THE TASK: Type out each entry exactly.

DATA FOR REVIEW:
——————

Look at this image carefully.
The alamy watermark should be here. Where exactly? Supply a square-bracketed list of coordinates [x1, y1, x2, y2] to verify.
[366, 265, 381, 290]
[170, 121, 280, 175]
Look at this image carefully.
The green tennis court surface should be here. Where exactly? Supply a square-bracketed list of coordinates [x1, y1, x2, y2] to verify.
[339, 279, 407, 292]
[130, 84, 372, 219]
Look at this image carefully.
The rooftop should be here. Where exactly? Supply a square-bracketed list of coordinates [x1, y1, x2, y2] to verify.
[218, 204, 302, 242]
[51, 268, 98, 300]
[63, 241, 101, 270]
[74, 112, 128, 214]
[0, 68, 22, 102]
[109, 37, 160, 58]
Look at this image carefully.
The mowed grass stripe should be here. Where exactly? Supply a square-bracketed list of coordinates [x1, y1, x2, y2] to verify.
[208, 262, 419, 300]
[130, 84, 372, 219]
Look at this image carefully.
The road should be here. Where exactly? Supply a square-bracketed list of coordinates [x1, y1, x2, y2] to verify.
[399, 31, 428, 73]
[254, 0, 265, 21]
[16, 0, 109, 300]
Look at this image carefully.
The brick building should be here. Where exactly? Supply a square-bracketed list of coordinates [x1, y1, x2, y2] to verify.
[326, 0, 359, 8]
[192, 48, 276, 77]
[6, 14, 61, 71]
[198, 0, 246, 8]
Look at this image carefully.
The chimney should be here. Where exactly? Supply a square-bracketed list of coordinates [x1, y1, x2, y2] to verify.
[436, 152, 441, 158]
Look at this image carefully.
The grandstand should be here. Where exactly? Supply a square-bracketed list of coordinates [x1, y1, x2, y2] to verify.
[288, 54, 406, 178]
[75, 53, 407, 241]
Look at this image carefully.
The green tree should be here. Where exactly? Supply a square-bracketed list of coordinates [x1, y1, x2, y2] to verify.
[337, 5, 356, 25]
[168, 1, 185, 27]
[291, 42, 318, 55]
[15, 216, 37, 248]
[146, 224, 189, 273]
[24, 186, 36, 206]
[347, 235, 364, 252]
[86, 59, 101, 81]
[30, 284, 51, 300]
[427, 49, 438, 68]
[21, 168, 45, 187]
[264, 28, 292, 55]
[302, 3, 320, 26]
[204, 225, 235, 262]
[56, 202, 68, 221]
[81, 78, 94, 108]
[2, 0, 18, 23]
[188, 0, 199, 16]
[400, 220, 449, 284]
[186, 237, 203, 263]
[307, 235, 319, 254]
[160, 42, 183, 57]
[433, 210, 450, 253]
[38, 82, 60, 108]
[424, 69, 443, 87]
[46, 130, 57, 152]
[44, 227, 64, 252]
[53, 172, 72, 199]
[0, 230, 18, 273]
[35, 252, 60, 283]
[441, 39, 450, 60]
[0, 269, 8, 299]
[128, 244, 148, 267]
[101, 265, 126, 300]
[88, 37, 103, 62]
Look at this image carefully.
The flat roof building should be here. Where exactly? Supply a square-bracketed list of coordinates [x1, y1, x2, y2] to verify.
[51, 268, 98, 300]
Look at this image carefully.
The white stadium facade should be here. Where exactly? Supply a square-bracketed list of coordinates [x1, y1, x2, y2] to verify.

——————

RESPONSE TO THIS EXERCISE:
Look at this image carefully.
The alamy watermark should be here. Where exactly? Supply a square-bracketed list of coordinates [x1, y1, x2, y2] to verify.
[366, 265, 381, 290]
[170, 121, 280, 175]
Look at this image carefully.
The green tennis court surface should be here. Where exactly? Supply a square-bracketed list of coordinates [x1, y1, x2, y2] to verify.
[339, 279, 407, 292]
[130, 84, 372, 219]
Look at this image carefully.
The rooftop should be here. Where exactly? Supply a square-bracketed list of coordinates [x1, y1, x2, y2] to verify.
[218, 204, 302, 242]
[51, 268, 98, 300]
[63, 241, 101, 270]
[74, 112, 128, 214]
[0, 68, 22, 102]
[109, 37, 160, 58]
Look at this image carefully.
The mowed grass stripe should be here. Where exactly? Supply a square-bracketed list of coordinates [x1, y1, x2, y2] to verify.
[208, 262, 419, 300]
[130, 84, 372, 219]
Look at this image carefully.
The road should be here. Where exactly? Supply a square-bracketed list of coordinates [x1, y1, x2, y2] to verify.
[399, 31, 428, 73]
[254, 0, 265, 21]
[16, 0, 109, 300]
Look at this image carefully.
The brick building should be here. Where exactly? Supply a square-bracketed list of coordinates [x1, y1, x2, y2] to verify.
[326, 0, 359, 8]
[192, 48, 276, 77]
[6, 14, 61, 71]
[198, 0, 246, 8]
Look at this image carefully.
The chimney should be here. Where exactly? Supply a square-bracketed list of coordinates [x1, y1, x2, y2] to verify.
[436, 152, 441, 158]
Look at this image carefully.
The grandstand should be here. Where exactly? Supply a square-bracketed list of coordinates [x1, y1, x2, y2] to verify.
[288, 54, 406, 178]
[75, 53, 407, 241]
Look at this image carefully.
The green tree should be here. Where exactly? Supply a square-bracketed list of coordinates [x1, y1, x2, y2] to verify.
[337, 5, 356, 25]
[168, 1, 185, 27]
[291, 42, 318, 55]
[15, 216, 37, 248]
[146, 224, 189, 273]
[24, 186, 36, 206]
[347, 235, 364, 252]
[86, 59, 101, 81]
[30, 284, 51, 300]
[427, 49, 438, 68]
[21, 168, 45, 187]
[264, 28, 292, 55]
[302, 3, 320, 26]
[204, 225, 235, 262]
[56, 202, 68, 221]
[81, 78, 94, 108]
[2, 0, 18, 23]
[188, 0, 199, 16]
[400, 220, 449, 284]
[186, 237, 203, 263]
[307, 235, 319, 254]
[160, 42, 183, 57]
[433, 210, 450, 253]
[38, 82, 60, 108]
[424, 69, 443, 87]
[46, 130, 57, 152]
[44, 227, 64, 252]
[53, 172, 72, 199]
[0, 230, 18, 273]
[35, 252, 60, 283]
[441, 39, 450, 60]
[0, 269, 8, 299]
[128, 244, 148, 267]
[101, 265, 126, 300]
[88, 37, 103, 62]
Look at this image carefully.
The flat roof building should be here. Where exactly? Supply a square-bracketed list of coordinates [x1, y1, x2, y2] to verify.
[51, 268, 98, 300]
Look at this image carefully.
The white stadium facade should be here. Where exactly? Supply a square-bracketed list of coordinates [x1, y1, x2, y2] to verify.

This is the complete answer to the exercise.